TASK OBJECTIVE:
Reproduce verbatim the rows from their start up to and including the line containing "M322 212L249 214L246". Omit the pictures from your output.

[Raw records]
***

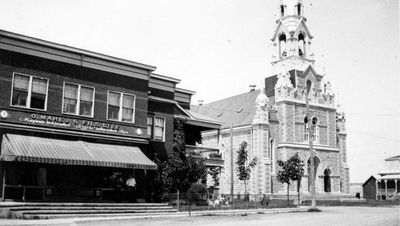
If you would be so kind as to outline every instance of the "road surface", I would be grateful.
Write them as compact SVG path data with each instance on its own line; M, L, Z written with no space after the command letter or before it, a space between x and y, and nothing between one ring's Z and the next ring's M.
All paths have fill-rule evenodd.
M322 212L249 214L246 216L196 216L154 219L129 219L101 222L75 222L75 225L95 226L400 226L400 207L321 207Z

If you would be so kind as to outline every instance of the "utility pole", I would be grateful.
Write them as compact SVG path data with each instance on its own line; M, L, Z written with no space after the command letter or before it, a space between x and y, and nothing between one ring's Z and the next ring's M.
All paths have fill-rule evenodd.
M315 152L314 152L314 148L313 148L313 133L311 130L311 126L312 125L312 120L310 119L310 104L309 104L309 100L308 100L308 96L310 94L310 90L311 90L311 81L308 80L307 81L307 95L306 95L306 109L307 109L307 132L308 132L308 142L310 145L310 174L309 178L311 179L311 208L315 209L317 208L317 201L316 201L316 194L315 194L315 172L314 172L314 159L315 159Z
M231 199L232 199L232 208L234 208L234 197L233 197L233 123L231 123Z

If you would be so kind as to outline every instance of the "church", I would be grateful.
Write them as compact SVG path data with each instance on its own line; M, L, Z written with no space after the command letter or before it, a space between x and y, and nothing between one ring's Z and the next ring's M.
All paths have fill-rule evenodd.
M245 192L235 162L240 144L246 142L248 159L258 159L247 182L248 193L285 194L286 184L277 181L277 160L298 153L305 164L300 192L309 194L307 163L309 139L312 139L317 194L349 193L345 115L335 103L330 82L315 70L313 36L307 26L303 2L281 0L277 10L280 16L271 38L271 74L265 78L265 88L191 107L195 113L223 123L220 130L203 132L201 144L218 147L224 159L219 192L229 194L232 183L235 194ZM307 83L311 83L308 97ZM306 98L313 124L311 134L306 123ZM296 191L296 183L289 189Z

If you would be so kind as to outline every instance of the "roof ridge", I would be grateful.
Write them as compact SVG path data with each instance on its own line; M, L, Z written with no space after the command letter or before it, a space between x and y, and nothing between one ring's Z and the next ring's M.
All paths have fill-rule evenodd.
M218 102L221 102L221 101L226 101L226 100L229 100L229 99L237 98L237 97L243 96L243 95L245 95L245 94L249 94L249 95L250 95L250 94L253 94L253 93L257 93L257 92L261 92L261 89L256 89L256 90L251 91L251 92L245 92L245 93L236 94L236 95L234 95L234 96L226 97L226 98L224 98L224 99L219 99L219 100L216 100L216 101L213 101L213 102L210 102L210 103L203 104L202 106L206 106L206 105L218 103ZM259 93L258 93L258 94L259 94ZM200 106L200 107L202 107L202 106Z

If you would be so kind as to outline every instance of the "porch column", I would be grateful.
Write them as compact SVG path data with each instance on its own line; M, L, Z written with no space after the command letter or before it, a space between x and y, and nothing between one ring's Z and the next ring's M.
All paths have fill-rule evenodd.
M2 178L2 180L3 180L3 184L2 184L3 190L1 190L1 199L4 201L4 199L6 198L5 195L6 195L6 168L7 167L4 164L2 168L3 168L3 178Z
M136 182L137 183L137 182ZM146 200L147 197L147 170L144 170L144 190L145 190L145 194L144 194L144 200ZM147 201L147 200L146 200Z
M217 147L218 147L218 149L219 149L219 142L220 142L220 140L221 140L221 130L218 129L218 130L217 130Z
M385 196L387 197L387 180L383 180L385 182Z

***

FINAL RESULT:
If you would be so kind as to outline every instance of the "road surface", I would be grateful.
Write them as compact SVG path data with each instance on its own line; M, L, Z written with no space after the command letter or before it, a space between x and y, and nothing between one ring's Z and the next ring's M.
All paths have fill-rule evenodd.
M322 212L249 214L246 216L196 216L154 219L129 219L101 222L75 222L75 225L95 226L400 226L400 207L321 207Z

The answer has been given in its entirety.